##### Teks Pilihan #####

Sabtu, 25 Februari 2012

Berbisnis Dengan Orang Miskin


miskin 225x300 Berbisnis Dengan Orang Miskin
Miskin bukan berarti tidak memiliki kemampuan membeli. Kelompok masyarakat ini yang jumlahnya di Indonesia sekitar 32 juta jiwa masih memiliki daya beli, meski lemah dibandingkan kelompok masyarakat lainnya. Kelompok masyarakat inilah yang dalam dunia ekonomi disebut bottom of the pyramid(BOP).

Berbicara tentang kemiskinan, ada yang miris di dunia ini. BOP adalah segmen terbesar namun memiliki kesejahteraan minim.  Jika menggunakan definisi kemiskinan, maka sekitar empat miliar penduduk bumi hidup dengan pendapatan kurang dari US$ 2 per hari. Orang miskin ini sebagian besar tersebar di negara berkembang dan negara kurang berkembang.
Meski miskin bukan berarti mereka tidak memiliki peran dalam dunia bisnis. Coba lihat buku C.K. Prahalad berjudul ”The Fortune at the Bottom of the Pryamid: Eradicating Poverty Through the Profit”. Di sana Anda akan menemukan konsep menarik mengenai pentingnya segmen bottom of the pyramid.   Buku tersebut menawarkan jalan keluar bagaimana memberdayakan segmen ini yang kerap dianggap sebelah mata oleh kelas lainnya.
Secara umum, BOP didefinisikan sebagai kalangan masyarakat dengan pendapatan kurang dari dua dolar per hari. Meski daya beli BOP relatif paling rendah dibandingkan segmen di atasnya, namun secara agregat BOP memiliki keunggulan. Jika kuantitas dikalikan dengan daya beli rata-rata, maka nilai agregat pasti naik.
Indonesia memiliki karakteristik tidak jauh berbeda dengan negara berkembang lain di dunia, dimana penduduk didominasi masyarakat kelas bawah. Jumlah penduduk miskin di Indonesia pada 2011 sekitar 31 juta jiwa dan sebagian besar tinggal di daerah pedesaan.

#####

== Petunjuk Tugas ==
1. Ubah paragraf yang dimulai dengan "Secara umum, BOP didefinisikan" dalam teks tentang berbisnis dengan orang miskin menjadi daftar butir yang lebih ringkas tanpa menghilangkan fakta pokoknya.
2. Lanjutkan teks tentang berbisnis dengan orang miskin mulai dari titik terakhirnya.

##### Data #####

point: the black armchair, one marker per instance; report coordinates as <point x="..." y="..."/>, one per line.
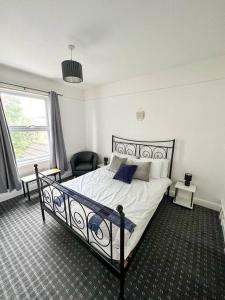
<point x="83" y="162"/>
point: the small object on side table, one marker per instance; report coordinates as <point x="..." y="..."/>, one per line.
<point x="106" y="161"/>
<point x="101" y="165"/>
<point x="188" y="203"/>
<point x="187" y="178"/>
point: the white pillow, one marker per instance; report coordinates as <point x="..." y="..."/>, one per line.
<point x="156" y="167"/>
<point x="120" y="155"/>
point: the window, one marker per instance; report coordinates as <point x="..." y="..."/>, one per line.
<point x="27" y="120"/>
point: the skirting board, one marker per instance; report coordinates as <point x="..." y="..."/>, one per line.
<point x="202" y="202"/>
<point x="32" y="186"/>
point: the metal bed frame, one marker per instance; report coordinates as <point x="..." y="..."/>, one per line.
<point x="77" y="222"/>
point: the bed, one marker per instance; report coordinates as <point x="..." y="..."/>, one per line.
<point x="122" y="211"/>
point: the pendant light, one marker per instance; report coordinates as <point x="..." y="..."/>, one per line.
<point x="71" y="69"/>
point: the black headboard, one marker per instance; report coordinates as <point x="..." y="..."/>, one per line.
<point x="147" y="149"/>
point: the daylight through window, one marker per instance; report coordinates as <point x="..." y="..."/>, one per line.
<point x="27" y="120"/>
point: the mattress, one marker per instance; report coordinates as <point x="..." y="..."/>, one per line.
<point x="139" y="199"/>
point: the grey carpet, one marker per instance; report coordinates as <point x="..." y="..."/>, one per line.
<point x="181" y="257"/>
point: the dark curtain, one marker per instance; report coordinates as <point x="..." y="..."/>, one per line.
<point x="58" y="158"/>
<point x="9" y="177"/>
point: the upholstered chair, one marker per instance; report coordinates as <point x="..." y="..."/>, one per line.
<point x="83" y="162"/>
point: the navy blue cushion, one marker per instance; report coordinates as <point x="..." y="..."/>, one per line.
<point x="125" y="173"/>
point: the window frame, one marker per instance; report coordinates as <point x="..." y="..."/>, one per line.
<point x="30" y="128"/>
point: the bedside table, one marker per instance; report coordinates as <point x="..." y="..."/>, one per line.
<point x="188" y="203"/>
<point x="101" y="165"/>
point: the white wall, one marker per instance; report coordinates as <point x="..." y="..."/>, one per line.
<point x="71" y="108"/>
<point x="186" y="103"/>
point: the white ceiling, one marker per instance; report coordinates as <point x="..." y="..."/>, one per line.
<point x="115" y="39"/>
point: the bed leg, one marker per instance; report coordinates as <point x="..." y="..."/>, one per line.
<point x="39" y="191"/>
<point x="122" y="270"/>
<point x="121" y="295"/>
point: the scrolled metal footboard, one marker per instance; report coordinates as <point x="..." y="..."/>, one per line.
<point x="57" y="201"/>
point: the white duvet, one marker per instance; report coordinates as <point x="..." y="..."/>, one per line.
<point x="139" y="200"/>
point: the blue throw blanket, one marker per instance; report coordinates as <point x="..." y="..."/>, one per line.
<point x="101" y="211"/>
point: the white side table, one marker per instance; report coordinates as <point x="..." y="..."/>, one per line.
<point x="188" y="203"/>
<point x="101" y="165"/>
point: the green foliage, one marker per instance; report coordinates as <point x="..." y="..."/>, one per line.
<point x="15" y="117"/>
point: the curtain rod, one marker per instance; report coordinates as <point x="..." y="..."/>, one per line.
<point x="26" y="88"/>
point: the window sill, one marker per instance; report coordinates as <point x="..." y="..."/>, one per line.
<point x="28" y="168"/>
<point x="32" y="161"/>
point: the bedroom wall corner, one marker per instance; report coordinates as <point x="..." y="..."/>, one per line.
<point x="186" y="103"/>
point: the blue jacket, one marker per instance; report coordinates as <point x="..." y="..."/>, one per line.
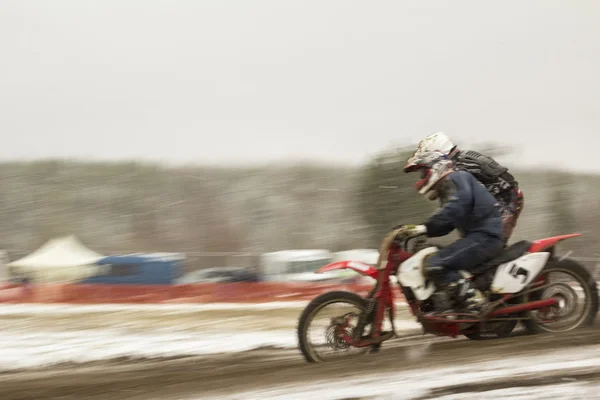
<point x="466" y="206"/>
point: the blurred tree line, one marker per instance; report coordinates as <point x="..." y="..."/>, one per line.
<point x="122" y="207"/>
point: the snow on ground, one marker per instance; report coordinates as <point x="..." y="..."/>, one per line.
<point x="41" y="335"/>
<point x="416" y="383"/>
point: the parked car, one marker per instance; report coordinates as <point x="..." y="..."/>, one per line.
<point x="219" y="274"/>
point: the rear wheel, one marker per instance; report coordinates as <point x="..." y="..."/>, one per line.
<point x="577" y="293"/>
<point x="341" y="312"/>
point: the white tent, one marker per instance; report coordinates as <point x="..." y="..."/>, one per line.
<point x="63" y="259"/>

#####

== Jawaban per Tugas ==
1.
- BOP umumnya didefinisikan sebagai kalangan berpendapatan kurang dari dua dolar per hari.
- Daya beli BOP relatif paling rendah dibandingkan segmen di atasnya.
- Secara agregat, BOP tetap unggul karena jumlah orang dikalikan daya beli rata-rata menghasilkan nilai agregat yang naik.

2.
Meski demikian jika ditinjau dari luas wilayah, maka kepadatan penduduk miskin di perkotaan lebih besar daripada kepadatan penduduk miskin di pedesaan. Wilayah kota yang dipenuhi dengan fasilitas dan bayangan hidup yang lebih baik telah menjadi faktor penarik bagi penduduk miskin pedesaan. Dilihat dari wilayah pedesaan, maka kurangnya lapangan pekerjaan mendorong terjadi urbanisasi dari pedesaan ke perkotaan.
Lantas apa pengaruh persebaran penduduk miskin terhadap marketer? Marketer harus mampu melihat dalam sudut pandang landskap bisnis. Bisnis membutuhkan banyak informasi untuk menyusun strategi. Penduduk yang termasuk kategori BOP sebenarnya tidaklah benar-benar tak berdaya beli. Pada dasarnya mereka masih memiliki daya beli meski lemah dibandingkan segmen diatasnya. Hanya saja tingkat konsumsi segmen BOP memang kecil. Akibatnya margin keuntungan bisa menjadi kecil. Namun didukung dengan kuantitas yang banyak, keuntungan maksimal bisa diperoleh.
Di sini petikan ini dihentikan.